-- Data follows --

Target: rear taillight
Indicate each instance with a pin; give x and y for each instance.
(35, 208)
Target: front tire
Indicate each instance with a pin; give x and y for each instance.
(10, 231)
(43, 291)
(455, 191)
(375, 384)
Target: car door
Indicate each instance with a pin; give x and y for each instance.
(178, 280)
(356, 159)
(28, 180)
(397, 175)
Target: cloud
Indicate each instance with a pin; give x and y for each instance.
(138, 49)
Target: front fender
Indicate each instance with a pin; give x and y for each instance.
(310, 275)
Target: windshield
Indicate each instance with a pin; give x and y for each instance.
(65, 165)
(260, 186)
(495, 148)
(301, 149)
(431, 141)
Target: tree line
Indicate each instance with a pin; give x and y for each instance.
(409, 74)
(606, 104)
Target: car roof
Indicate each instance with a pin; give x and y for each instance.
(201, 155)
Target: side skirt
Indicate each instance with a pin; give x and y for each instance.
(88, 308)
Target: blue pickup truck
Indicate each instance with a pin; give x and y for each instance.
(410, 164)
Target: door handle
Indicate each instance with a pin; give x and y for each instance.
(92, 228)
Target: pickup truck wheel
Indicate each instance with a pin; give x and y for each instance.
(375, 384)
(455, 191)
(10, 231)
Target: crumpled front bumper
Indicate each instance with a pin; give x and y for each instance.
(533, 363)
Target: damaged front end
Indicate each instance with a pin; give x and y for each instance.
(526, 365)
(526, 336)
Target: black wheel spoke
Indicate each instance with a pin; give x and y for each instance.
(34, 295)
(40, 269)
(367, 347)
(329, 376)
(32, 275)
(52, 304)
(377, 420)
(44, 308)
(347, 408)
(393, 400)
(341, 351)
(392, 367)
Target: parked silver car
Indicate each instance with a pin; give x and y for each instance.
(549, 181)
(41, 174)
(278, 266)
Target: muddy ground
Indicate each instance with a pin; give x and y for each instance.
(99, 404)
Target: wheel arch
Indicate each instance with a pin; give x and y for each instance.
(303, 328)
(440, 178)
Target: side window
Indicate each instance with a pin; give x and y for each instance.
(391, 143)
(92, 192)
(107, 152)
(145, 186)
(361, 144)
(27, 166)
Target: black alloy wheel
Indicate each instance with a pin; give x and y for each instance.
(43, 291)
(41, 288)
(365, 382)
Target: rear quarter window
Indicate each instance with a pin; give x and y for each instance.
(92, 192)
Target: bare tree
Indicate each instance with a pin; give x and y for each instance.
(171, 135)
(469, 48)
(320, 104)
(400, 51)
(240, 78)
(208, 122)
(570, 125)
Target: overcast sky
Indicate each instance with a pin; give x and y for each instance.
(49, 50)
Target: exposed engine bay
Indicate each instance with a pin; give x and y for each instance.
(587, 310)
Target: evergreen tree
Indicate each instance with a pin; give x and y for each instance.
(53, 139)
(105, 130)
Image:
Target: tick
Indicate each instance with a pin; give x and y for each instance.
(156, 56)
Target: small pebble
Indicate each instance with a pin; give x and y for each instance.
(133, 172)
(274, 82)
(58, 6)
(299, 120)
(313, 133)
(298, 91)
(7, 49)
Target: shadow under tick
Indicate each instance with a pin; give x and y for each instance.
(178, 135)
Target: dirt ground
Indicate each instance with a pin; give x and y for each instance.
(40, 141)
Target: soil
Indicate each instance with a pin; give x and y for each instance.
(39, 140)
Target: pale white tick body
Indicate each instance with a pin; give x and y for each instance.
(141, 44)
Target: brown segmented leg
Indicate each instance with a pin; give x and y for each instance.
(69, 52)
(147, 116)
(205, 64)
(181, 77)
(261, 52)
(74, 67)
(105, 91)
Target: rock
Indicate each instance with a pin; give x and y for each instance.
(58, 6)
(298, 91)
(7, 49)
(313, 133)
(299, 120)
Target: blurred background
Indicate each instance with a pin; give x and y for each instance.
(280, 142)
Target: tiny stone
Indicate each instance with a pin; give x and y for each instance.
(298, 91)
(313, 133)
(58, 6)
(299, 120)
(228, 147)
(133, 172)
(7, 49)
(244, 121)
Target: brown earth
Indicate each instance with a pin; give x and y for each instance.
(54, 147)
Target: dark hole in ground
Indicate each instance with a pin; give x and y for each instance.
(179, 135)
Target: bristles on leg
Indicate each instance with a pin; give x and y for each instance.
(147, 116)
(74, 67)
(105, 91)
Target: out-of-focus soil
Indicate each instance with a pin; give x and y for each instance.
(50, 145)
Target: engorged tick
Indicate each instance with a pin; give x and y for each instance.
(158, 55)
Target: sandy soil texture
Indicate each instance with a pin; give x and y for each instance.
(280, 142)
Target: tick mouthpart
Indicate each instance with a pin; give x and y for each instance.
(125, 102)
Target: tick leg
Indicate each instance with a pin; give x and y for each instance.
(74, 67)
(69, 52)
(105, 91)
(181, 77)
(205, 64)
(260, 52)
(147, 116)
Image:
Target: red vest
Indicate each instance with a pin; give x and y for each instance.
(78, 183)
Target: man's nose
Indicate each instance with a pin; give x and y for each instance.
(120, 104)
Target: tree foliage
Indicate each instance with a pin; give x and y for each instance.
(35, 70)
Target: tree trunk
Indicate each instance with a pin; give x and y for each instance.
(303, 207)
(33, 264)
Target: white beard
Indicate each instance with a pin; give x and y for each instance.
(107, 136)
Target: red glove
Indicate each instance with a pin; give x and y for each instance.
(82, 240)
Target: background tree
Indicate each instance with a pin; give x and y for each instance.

-- Data concluded --

Reproduce all records exactly, without omissions.

### Solution to the problem
Target: rear taillight
Indicate each instance with a pin; give x and y for each instance.
(35, 208)
Target: front tire
Indicate each instance with a pin; give x and y for each instance.
(10, 231)
(43, 291)
(455, 191)
(375, 384)
Target: car door
Indicate each instance with a pin; give x and y for each instance.
(178, 280)
(356, 159)
(28, 180)
(397, 175)
Target: cloud
Indicate each instance with a pin; give x and y for each instance.
(138, 49)
Target: front fender
Indicate each instance with a pin; give x and y for each instance.
(310, 275)
Target: windshield
Indicate each instance with a pin; give x and y for each instance.
(65, 165)
(260, 186)
(495, 148)
(301, 149)
(431, 141)
Target: tree line
Indicate each instance with a pin; give x and y for each instance.
(409, 74)
(606, 104)
Target: car roof
Indicate each instance with a pin; give x and y for each instance.
(201, 155)
Target: side skirt
Indicate each instance with a pin; give x and y for each instance.
(88, 308)
Target: blue pickup truck
Indicate each instance with a pin; give x and y for each instance.
(410, 164)
Target: door handle
Indicate each instance with a pin; give x and y for each instance.
(92, 228)
Target: pickup truck wheel
Indicate each instance with a pin; give x and y for each instance.
(375, 384)
(455, 191)
(10, 231)
Target: crumpled front bumper
Indicate each instance with a pin; give x and y for each instance.
(533, 363)
Target: damaged front end
Indicate each instance with a pin; give x and y for each instance.
(526, 365)
(526, 336)
Target: black wheel spoke
Indicate each instance with a pin; give x and y for each instance.
(34, 295)
(40, 269)
(367, 347)
(329, 376)
(32, 275)
(52, 304)
(377, 420)
(44, 308)
(347, 408)
(393, 400)
(341, 351)
(392, 367)
Target: parked silver car
Indicate each instance with a pin; give x and y for each instance.
(549, 181)
(41, 174)
(278, 266)
Target: muddy ground
Indicate each instance with a pin; give x and y for each instance.
(99, 404)
Target: wheel arch
Indicate each instance with a pin; give x and y for each instance.
(303, 328)
(440, 178)
Target: side window
Indicate each instance with a pin; give x and y for each instance.
(391, 143)
(92, 192)
(107, 152)
(145, 186)
(361, 144)
(27, 166)
Target: black alloy wheel
Indicate each instance with a pin; give x and y for each instance.
(43, 291)
(41, 288)
(365, 382)
Target: rear quarter window
Indicate each instance with a pin; give x and y for each instance.
(92, 192)
Target: bare tree
Indicate each instance with a pin; give x and y for each instance.
(171, 135)
(469, 48)
(320, 104)
(400, 51)
(240, 78)
(208, 122)
(570, 125)
Target: overcast sky
Indicate each instance with a pin; give x and y for each instance.
(49, 50)
Target: exposed engine bay
Indicate each instance with a pin; give x and y for each instance.
(587, 310)
Target: evergreen tree
Indicate each instance with a pin; give x and y for each instance.
(53, 139)
(105, 130)
Image:
Target: tick
Indicate each instance with a pin; give x and y for each instance.
(156, 56)
Target: small pebble
Indicate each instance with a pin; give x and y for each instance.
(133, 172)
(274, 82)
(58, 6)
(299, 120)
(313, 133)
(298, 91)
(7, 49)
Target: shadow under tick
Indicate each instance with a pin; give x and y for each instance.
(178, 135)
Target: dirt ground
Indicate each instance with a pin; give x and y for each instance.
(40, 141)
Target: soil
Indicate each instance with a pin; give x and y for each instance.
(39, 140)
Target: pale white tick body
Indicate each instance with a pin; give x and y for each instance.
(141, 44)
Target: brown segmented leg
Indicate each instance with a pin; give x and y for each instance.
(69, 52)
(147, 116)
(205, 64)
(181, 77)
(261, 52)
(74, 67)
(105, 91)
Target: rock
Indicate each instance with a pin; give x and y for each instance.
(58, 6)
(298, 91)
(7, 49)
(313, 133)
(299, 120)
Target: blurred background
Indicate each instance with a pin; give x and y for each instance.
(280, 142)
Target: tiny stone
Indicate each instance with a pin; give x and y for each instance.
(298, 91)
(313, 133)
(58, 6)
(299, 120)
(228, 147)
(133, 172)
(7, 49)
(244, 121)
Target: brown earth
Indicate each instance with a pin; give x and y for each instance.
(54, 147)
Target: dark hole in ground
Indicate each instance with a pin; give x and y for each instance.
(179, 135)
Target: bristles on leg
Indicate each instance with a pin; give x and y for each instance.
(147, 116)
(74, 67)
(105, 91)
Target: out-of-focus soil
Indicate each instance with a pin; give x and y for each instance.
(50, 145)
Target: engorged tick
Indicate each instance with a pin; give x and y for each instance.
(158, 55)
Target: sandy soil texture
Indicate each instance with a pin; give x and y for each instance.
(280, 142)
Target: tick mouthpart
Indicate each instance with a pin; give x and y for each instance.
(125, 102)
Target: tick leg
Indicate each instance with a pin; give x and y for each instance.
(74, 67)
(69, 52)
(105, 91)
(181, 77)
(205, 64)
(260, 52)
(147, 116)
Image:
Target: red vest
Indicate each instance with a pin; give x and y for each instance.
(78, 183)
Target: man's nose
Indicate each instance with a pin; give x and y for each instance.
(120, 104)
Target: tree foliage
Indicate each instance with a pin; give x and y for each instance.
(35, 70)
Target: tree trunk
Indicate each instance with a pin; give x and y for each instance.
(303, 207)
(33, 264)
Target: white beard
Indicate each instance with a pin; give x and y for each instance.
(107, 136)
Target: red glove
Indicate each instance with a pin; give x and y for each instance.
(82, 240)
Target: background tree
Indicate each instance with a pin; give x and y for each instance.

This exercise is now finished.